Report every line in the records below that contains the string 'single', copying each such line in full.

Coordinate annotation records
----------

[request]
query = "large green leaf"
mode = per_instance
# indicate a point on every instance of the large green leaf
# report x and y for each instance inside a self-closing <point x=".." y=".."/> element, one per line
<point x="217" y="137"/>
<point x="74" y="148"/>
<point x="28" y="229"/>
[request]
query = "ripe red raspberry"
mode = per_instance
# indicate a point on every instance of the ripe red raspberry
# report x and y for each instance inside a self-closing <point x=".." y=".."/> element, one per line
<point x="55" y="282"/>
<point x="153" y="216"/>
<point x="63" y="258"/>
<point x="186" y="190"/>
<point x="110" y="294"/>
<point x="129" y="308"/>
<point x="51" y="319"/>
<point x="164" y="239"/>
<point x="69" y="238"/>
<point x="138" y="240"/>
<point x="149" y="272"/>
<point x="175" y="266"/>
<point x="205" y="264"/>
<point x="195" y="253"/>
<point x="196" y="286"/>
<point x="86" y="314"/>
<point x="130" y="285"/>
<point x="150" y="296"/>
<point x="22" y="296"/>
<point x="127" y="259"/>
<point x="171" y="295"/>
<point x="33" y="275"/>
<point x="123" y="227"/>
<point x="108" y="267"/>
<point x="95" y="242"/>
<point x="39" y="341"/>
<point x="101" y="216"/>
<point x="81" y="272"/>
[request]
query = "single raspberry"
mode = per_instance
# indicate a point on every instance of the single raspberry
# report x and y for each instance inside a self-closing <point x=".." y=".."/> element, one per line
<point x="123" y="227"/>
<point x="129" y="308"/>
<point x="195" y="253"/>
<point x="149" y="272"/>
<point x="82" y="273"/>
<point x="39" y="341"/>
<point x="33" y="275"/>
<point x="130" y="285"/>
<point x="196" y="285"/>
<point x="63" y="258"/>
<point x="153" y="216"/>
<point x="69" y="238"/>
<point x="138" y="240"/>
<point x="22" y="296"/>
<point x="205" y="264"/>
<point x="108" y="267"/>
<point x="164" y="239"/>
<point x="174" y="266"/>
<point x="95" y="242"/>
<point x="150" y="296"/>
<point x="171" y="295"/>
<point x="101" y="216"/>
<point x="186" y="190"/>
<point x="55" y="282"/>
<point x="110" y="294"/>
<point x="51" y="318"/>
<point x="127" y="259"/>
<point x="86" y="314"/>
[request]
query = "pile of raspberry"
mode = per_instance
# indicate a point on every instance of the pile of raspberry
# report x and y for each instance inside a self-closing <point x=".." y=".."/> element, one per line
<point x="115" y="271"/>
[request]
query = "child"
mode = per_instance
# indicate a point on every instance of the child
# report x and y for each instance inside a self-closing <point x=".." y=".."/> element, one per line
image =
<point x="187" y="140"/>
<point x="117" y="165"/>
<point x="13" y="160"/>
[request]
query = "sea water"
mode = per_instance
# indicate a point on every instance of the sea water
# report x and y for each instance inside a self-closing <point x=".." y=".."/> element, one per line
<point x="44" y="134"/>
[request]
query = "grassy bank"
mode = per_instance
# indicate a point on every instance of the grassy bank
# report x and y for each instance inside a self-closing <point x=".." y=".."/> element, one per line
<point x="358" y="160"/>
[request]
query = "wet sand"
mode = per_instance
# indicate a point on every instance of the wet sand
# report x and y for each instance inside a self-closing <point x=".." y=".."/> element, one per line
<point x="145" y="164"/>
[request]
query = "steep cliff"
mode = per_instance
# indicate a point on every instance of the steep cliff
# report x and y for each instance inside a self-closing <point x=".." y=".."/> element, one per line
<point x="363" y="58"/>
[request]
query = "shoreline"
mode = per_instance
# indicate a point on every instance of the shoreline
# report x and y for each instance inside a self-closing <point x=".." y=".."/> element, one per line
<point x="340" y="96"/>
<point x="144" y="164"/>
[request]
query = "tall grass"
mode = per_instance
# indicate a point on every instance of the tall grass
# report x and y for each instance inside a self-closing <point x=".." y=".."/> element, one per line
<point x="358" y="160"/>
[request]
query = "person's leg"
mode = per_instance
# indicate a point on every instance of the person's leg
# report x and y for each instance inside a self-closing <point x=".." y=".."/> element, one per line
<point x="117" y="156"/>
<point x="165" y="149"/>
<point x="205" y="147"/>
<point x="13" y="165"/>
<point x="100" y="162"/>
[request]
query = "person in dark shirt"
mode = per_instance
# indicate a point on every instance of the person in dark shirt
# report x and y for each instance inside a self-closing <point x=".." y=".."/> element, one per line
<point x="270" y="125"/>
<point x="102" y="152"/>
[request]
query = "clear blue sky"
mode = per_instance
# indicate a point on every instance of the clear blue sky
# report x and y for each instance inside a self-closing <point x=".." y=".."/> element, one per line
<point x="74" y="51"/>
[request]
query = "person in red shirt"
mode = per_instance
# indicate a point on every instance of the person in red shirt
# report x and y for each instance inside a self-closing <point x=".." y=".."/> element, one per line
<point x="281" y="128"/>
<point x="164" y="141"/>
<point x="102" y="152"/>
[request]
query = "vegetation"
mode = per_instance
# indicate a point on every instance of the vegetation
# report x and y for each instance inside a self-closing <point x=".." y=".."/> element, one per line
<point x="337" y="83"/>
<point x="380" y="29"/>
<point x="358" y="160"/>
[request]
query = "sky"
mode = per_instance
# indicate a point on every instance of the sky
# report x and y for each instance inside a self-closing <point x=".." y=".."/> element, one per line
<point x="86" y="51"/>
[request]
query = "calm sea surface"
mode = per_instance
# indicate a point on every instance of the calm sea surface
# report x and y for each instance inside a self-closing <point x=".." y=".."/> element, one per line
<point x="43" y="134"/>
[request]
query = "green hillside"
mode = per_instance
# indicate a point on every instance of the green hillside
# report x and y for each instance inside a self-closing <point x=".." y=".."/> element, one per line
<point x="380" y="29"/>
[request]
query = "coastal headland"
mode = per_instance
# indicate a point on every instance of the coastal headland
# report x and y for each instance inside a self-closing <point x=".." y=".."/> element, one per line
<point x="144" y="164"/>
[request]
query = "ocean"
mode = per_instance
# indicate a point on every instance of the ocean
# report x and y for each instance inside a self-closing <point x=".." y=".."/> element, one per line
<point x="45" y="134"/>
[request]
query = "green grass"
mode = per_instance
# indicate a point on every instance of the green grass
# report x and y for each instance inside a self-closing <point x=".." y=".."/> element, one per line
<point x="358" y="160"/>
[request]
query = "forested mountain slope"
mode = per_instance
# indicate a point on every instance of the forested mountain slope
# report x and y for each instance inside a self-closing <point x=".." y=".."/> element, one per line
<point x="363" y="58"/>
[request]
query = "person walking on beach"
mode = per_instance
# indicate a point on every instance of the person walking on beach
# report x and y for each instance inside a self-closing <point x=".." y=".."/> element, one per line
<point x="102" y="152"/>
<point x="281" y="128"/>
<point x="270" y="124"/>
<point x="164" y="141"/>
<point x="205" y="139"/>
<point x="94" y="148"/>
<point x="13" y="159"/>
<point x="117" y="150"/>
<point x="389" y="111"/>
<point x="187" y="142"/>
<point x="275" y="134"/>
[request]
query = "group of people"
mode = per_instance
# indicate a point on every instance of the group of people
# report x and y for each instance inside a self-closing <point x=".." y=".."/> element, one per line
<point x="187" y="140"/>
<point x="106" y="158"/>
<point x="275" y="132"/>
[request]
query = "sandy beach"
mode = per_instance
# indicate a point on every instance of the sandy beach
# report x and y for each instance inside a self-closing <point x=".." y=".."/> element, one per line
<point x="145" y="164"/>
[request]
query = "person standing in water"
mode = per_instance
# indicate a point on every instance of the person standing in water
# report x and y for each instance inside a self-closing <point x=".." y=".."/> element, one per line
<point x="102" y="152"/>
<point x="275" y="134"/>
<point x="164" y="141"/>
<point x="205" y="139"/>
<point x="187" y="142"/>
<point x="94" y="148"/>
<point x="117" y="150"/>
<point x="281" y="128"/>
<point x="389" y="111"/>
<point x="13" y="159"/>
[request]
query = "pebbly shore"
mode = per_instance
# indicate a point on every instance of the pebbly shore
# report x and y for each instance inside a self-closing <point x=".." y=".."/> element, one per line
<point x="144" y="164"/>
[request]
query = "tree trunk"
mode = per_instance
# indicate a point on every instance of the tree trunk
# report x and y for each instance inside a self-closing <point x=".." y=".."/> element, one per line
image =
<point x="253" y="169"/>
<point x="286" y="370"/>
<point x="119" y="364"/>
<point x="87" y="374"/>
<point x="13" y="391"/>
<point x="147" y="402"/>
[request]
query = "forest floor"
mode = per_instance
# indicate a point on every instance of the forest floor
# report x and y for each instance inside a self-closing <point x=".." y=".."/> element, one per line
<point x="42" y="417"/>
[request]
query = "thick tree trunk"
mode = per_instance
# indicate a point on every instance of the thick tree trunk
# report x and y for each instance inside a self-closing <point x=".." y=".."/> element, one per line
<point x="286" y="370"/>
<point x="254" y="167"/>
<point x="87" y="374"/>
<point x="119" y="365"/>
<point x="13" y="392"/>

----------

Expected output ::
query = "single raspberry"
# indicate a point on every instance of the single raspberry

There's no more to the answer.